MATERIAŁ ĆWICZENIOWY:
☆ ☆ ☆ ☆

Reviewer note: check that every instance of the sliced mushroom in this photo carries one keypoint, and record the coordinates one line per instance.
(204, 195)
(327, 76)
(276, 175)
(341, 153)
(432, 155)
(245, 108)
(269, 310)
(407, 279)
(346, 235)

☆ ☆ ☆ ☆

CEL ZADANIA: Przepisz cały materiał, zastępując „sliced mushroom” przez „mushroom slice”; reszty nie zmieniaj.

ODPOWIEDŹ:
Reviewer note: check that every instance of the mushroom slice in this photo carries one keypoint, and record the coordinates one line per instance.
(204, 195)
(327, 76)
(276, 175)
(341, 153)
(432, 155)
(245, 108)
(269, 310)
(407, 279)
(346, 235)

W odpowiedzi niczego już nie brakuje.